▶ **What is expected**
Skip the images. Copy the records exactly as written.

▶ **Material supplied**
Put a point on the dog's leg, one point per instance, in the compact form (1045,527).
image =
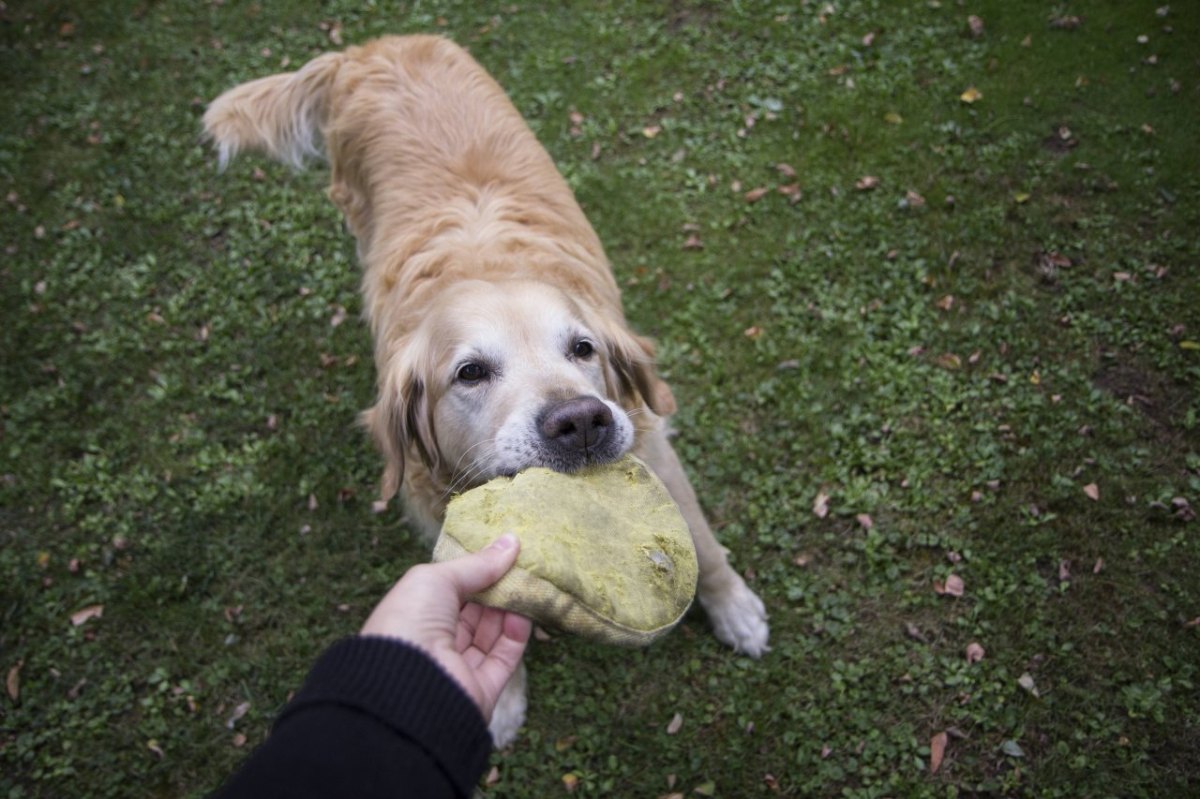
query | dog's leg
(738,616)
(510,709)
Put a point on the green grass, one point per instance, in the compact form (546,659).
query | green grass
(179,439)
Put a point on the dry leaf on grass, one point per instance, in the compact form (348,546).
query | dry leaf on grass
(90,612)
(952,587)
(936,751)
(13,682)
(238,713)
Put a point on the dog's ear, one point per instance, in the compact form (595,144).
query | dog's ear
(631,362)
(401,418)
(282,115)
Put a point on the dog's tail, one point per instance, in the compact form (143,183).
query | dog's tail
(282,115)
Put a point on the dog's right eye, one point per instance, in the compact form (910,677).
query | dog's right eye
(472,372)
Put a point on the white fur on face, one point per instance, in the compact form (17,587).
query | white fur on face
(522,337)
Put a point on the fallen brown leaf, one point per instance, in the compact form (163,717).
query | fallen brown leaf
(13,682)
(821,504)
(936,751)
(952,587)
(238,713)
(83,616)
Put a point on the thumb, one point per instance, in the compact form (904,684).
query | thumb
(481,570)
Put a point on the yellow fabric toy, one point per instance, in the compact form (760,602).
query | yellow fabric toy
(604,553)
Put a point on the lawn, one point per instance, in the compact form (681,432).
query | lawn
(925,278)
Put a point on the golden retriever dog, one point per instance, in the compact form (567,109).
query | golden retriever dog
(499,337)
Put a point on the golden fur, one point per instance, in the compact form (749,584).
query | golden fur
(474,250)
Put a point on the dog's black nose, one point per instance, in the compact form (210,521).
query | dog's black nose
(576,425)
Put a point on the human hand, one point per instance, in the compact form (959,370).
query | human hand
(479,647)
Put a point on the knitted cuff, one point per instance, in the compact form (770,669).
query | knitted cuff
(407,691)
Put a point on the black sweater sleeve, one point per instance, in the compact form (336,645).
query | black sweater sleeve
(376,718)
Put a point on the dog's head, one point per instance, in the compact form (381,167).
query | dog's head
(504,376)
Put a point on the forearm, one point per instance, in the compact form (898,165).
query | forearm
(376,718)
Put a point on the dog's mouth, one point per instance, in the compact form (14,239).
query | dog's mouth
(565,437)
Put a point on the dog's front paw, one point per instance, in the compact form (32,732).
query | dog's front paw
(738,617)
(510,709)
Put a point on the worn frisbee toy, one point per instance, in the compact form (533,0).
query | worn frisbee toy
(604,553)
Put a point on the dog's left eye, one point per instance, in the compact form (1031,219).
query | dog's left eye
(582,349)
(472,372)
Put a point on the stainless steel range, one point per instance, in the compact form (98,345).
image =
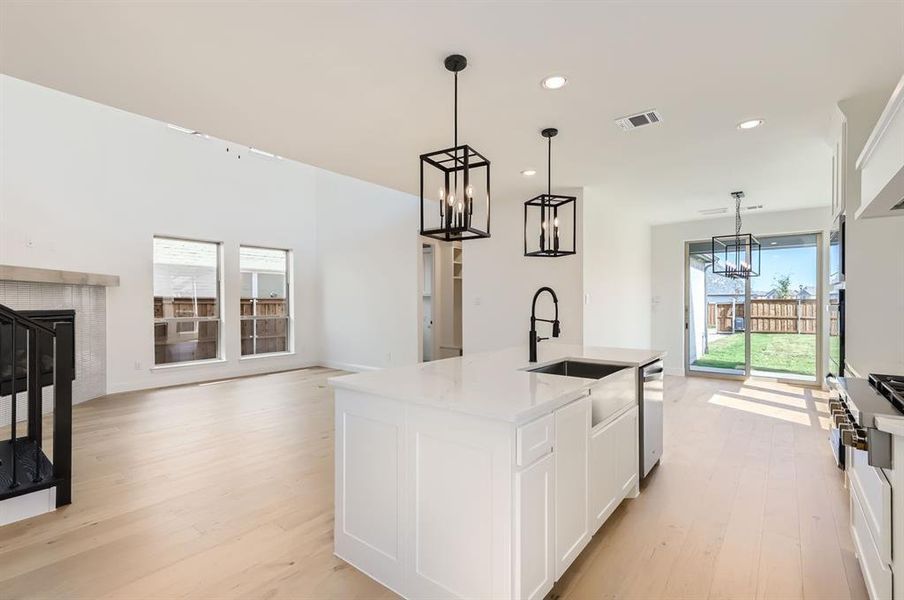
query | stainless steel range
(855,403)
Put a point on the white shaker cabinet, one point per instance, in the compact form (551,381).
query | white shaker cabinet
(613,465)
(535,570)
(572,531)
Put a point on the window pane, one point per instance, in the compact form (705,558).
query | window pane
(265,293)
(182,341)
(186,292)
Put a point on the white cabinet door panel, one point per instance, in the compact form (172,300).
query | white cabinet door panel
(534,548)
(571,505)
(613,466)
(369,525)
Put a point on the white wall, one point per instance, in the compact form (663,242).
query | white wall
(616,273)
(85,187)
(369,253)
(499,283)
(668,266)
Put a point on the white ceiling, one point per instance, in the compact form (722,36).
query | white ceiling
(359,88)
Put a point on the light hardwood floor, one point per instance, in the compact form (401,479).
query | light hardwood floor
(226,490)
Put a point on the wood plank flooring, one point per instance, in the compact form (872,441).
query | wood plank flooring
(225,490)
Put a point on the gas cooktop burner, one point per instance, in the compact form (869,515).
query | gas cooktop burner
(890,386)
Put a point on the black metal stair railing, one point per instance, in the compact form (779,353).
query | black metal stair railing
(29,372)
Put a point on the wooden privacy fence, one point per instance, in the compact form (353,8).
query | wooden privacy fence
(768,315)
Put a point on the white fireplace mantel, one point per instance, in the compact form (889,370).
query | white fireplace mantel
(30,274)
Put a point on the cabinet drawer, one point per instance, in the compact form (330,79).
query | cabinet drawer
(874,496)
(535,440)
(876,574)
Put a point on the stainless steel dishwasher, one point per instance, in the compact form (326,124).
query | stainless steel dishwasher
(651,392)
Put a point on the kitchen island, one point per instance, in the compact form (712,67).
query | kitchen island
(475,477)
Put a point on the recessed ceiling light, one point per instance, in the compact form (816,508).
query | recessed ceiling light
(751,124)
(554,82)
(260,152)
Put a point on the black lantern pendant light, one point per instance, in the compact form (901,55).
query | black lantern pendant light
(461,209)
(736,256)
(545,216)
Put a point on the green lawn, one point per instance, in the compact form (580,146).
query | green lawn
(779,352)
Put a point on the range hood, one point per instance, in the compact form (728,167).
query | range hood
(881,164)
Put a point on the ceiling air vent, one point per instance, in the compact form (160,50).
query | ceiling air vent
(647,117)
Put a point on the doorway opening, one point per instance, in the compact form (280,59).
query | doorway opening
(441,300)
(767,326)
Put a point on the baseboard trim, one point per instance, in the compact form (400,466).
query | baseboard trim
(345,366)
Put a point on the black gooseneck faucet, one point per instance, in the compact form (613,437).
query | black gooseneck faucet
(533,321)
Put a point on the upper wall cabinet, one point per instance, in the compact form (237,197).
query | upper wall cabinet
(881,163)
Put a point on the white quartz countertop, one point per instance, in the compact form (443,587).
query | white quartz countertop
(493,384)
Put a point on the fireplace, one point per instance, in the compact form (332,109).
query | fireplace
(46,317)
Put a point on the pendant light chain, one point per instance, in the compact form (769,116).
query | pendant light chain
(455,119)
(457,167)
(549,166)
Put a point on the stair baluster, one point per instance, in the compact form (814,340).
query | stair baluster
(14,396)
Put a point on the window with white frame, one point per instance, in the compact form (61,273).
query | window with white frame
(186,300)
(265,300)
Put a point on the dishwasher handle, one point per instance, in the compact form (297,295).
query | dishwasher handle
(653,372)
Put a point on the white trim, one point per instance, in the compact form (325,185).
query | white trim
(888,114)
(268,354)
(344,366)
(188,363)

▶ **Full output**
Put a point on the dog's leg, one point per instance, in the compact form (1045,527).
image =
query | dog's leg
(738,616)
(510,709)
Put a point on the green grass, one point per instance, in the compact form (546,659).
query | green grass
(179,439)
Put a point on the dry leaf on grass, one point per instance, in the compact form (348,546).
query | dry leaf on grass
(90,612)
(952,587)
(936,751)
(13,682)
(238,713)
Put a point on the dog's ear, one point per instance, in the compact form (595,144).
query | dog's ear
(631,362)
(401,418)
(282,115)
Put a point on the dog's tail, one point per instance, in the compact form (143,183).
query | dog's tail
(282,115)
Put a point on the dog's right eye, one point per instance, in the compact form (910,677).
query | dog's right eye
(472,372)
Put a point on the white fur on face, one point per instance, in the compact form (17,587).
query | white fur on face
(522,337)
Put a point on the fallen brown leaf, one point per instance, in the compact form (163,717).
query | fallen brown leaf
(13,682)
(821,504)
(936,751)
(952,587)
(238,713)
(83,616)
Put a point on the thumb, one point per instance, in the compact form (904,684).
query | thumb
(481,570)
Put a point on the yellow fabric toy, one point per instance, in the compact form (760,602).
query | yellow fabric toy
(604,553)
Put a point on the lawn, one point per instance, in the compact form (681,432).
query | lawn
(925,278)
Put a point on the golden retriever dog, one point per instance, in the compact form (567,109).
query | golden retriever dog
(499,337)
Put a point on the golden fur, one point per instance, in the compact form (749,584).
query | golden fur
(474,250)
Put a point on the dog's black nose, one point per instance, in the compact form (210,521).
query | dog's black nose
(576,425)
Put a point on the human hand, one point per instance, in the compact form (959,370).
query | human hand
(479,647)
Put a point on the knitted cuff, one point per instance, in the compact form (770,669).
query | knitted cuff
(407,691)
Put a point on the black sweater sleeve, one point per instance, in the compact form (336,645).
query | black sweater sleeve
(376,718)
Put a point on the dog's head, one point per instance, in the compact form (381,167).
query | dog's head
(504,376)
Put a point on the forearm, one point per instance, in the compact form (898,165).
query | forearm
(376,718)
Put a point on the dog's mouth, one point per instance, in the compact form (14,239).
query | dog's mouth
(565,437)
Put a point on the dog's front paw, one point per instance, in the compact form (32,732).
query | dog's front paw
(738,617)
(510,709)
Put a point on the worn frisbee toy, one point per instance, in the compact form (533,0).
query | worn frisbee toy
(604,553)
Put a point on the dog's left eye, one point per instance, in the compact form (1031,219).
query | dog's left eye
(582,349)
(472,372)
Put a point on the stainless steel range, one point per instance, in the compact form (98,345).
image =
query | stainless steel range
(855,403)
Put a point on the white shaker cabinet, one point per instance, in the compact form (551,381).
query | white shaker cabinet
(613,465)
(535,570)
(572,531)
Put a point on the window pane, one point per instance, in the compact form (705,558).
query | window pane
(265,293)
(182,341)
(186,292)
Put a point on the white cabinet door panel, one point per instance, in the compact form (172,300).
query | white cabinet door panel
(534,548)
(571,505)
(613,466)
(369,525)
Put a point on the white wall, one point per instance, in the compact form (663,242).
query | white wall
(616,273)
(85,187)
(369,253)
(499,283)
(668,266)
Put a point on the white ceiling, one point per instance, in the compact form (722,36).
query | white ceiling
(359,88)
Put a point on the light hardwood floor, one point per instance, in the compact form (401,479).
query | light hardwood floor
(226,490)
Put a point on the wood plank flooring, one point per instance, in the compact form (872,441).
query | wood plank flooring
(225,490)
Put a point on the gas cooktop burner, one point per instance, in the compact form (869,515).
query | gas cooktop burner
(890,386)
Put a point on the black metal stair railing, one point per instance, in the compact form (779,353).
query | black metal stair railing
(29,372)
Put a point on the wooden privacy fence, one point per instance, in the compact form (353,8).
query | wooden privacy fence
(768,315)
Put a point on the white fireplace mantel, one point per instance, in the compact form (889,370).
query | white fireplace mantel
(30,274)
Put a point on the cabinet drawer, one point per instance, in the compact form (330,79).
query | cabinet drawer
(874,496)
(535,440)
(876,574)
Put a point on the stainless steel dishwasher, one point per instance, in the compact form (326,124).
query | stainless steel dishwasher
(651,392)
Put a point on the kitchen island, one point per instance, in the compact form (712,67).
query | kitchen island
(475,477)
Put a point on the recessed ceiling light, one point per instance, in the compact form (816,508).
query | recessed ceiling light
(751,124)
(554,82)
(260,152)
Put a point on the black lantern pendant light, one point per instance, in the compact form (901,55).
query | black lantern pendant light
(461,209)
(736,256)
(545,216)
Put a point on the green lawn, one point per instance, in the compact form (580,146).
query | green lawn
(779,352)
Put a point on the range hood, one point per instance, in the compact form (728,167).
query | range hood
(881,164)
Put a point on the ceiling air vent, one point per instance, in the compact form (160,50).
query | ceiling air vent
(647,117)
Put a point on the doorway opening, one point per instance, in the compact form (280,59).
query | doorway opening
(441,300)
(767,326)
Put a point on the baseboard trim, one point per instance, in the compact form (400,466).
query | baseboard trim
(345,366)
Put a point on the black gooseneck faucet, one point per instance, in the compact form (613,437).
query | black gooseneck faucet
(533,321)
Put a point on the upper wall cabinet, one point per instance, in the compact form (237,197).
query | upper wall cabinet
(881,163)
Put a point on the white quartz countertop, one point per instance, in the compact form (443,587).
query | white quartz countertop
(493,384)
Put a point on the fireplace, one point per instance, in the compact form (332,109).
query | fireplace
(46,317)
Put a point on the pendant light chain, one point per instance, in the compact form (769,116).
query | pendant light chain
(455,119)
(457,167)
(549,166)
Put a point on the stair baluster, one point per instance, in the compact form (814,340).
query | stair baluster
(14,396)
Put a point on the window with white frame, one point per instance, in the compact form (61,273).
query | window with white frame
(186,300)
(265,300)
Put a point on the dishwasher handle, one point per instance, in the compact form (297,295).
query | dishwasher handle
(653,372)
Put a point on the white trim, one point per instance, in the compact form (325,185).
query | white trim
(888,114)
(268,354)
(344,366)
(188,363)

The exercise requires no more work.